Exercise description: Count how many lines in the items below contain the word "Outline" and reply with that number alone.
--------------------------------
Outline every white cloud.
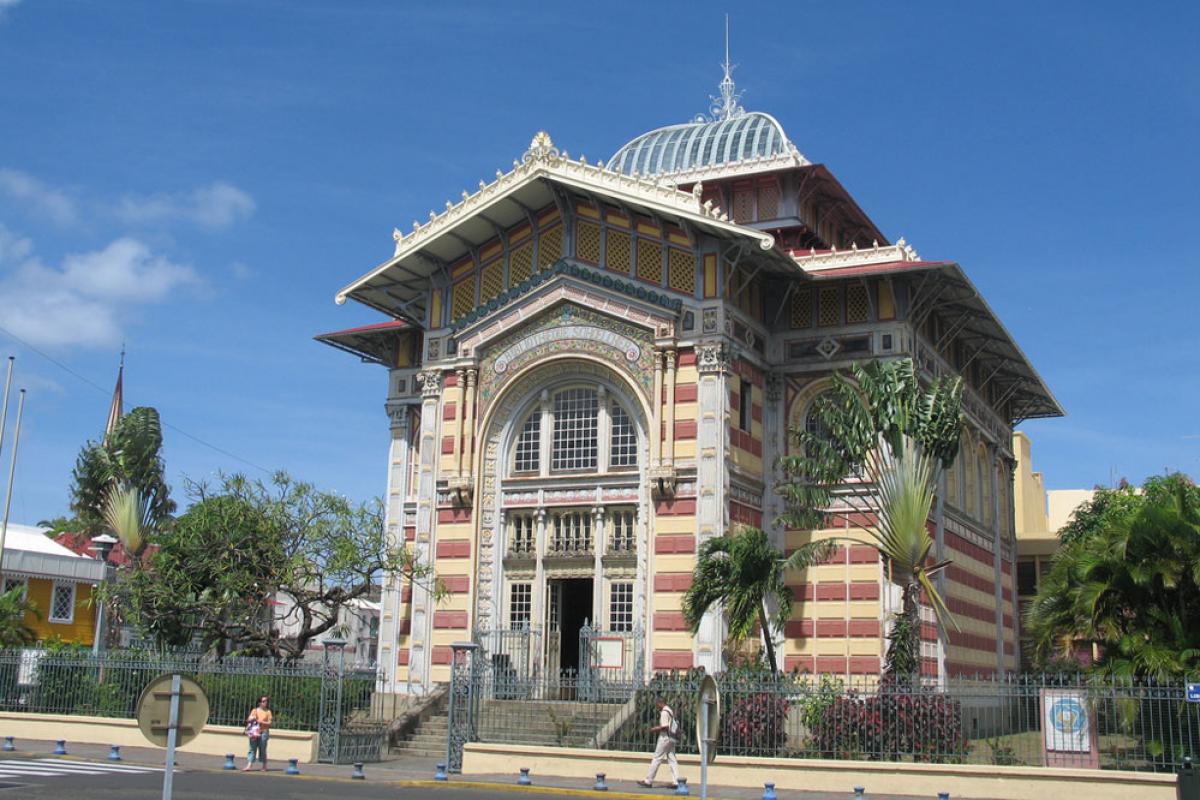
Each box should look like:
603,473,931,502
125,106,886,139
0,221,34,265
115,181,257,228
229,261,254,281
0,231,199,347
0,167,77,225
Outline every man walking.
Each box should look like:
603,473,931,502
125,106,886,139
637,694,679,789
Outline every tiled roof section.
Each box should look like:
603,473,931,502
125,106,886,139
450,258,683,332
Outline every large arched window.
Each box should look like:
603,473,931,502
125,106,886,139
510,385,638,476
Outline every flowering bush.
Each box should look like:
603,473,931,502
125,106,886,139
812,684,970,762
721,691,788,756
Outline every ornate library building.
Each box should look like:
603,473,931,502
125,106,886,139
318,62,1062,693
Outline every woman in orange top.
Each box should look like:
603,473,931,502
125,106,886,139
242,697,275,772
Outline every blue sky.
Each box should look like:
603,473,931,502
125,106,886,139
0,0,1200,523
--------------------------------
Exercise answer: 8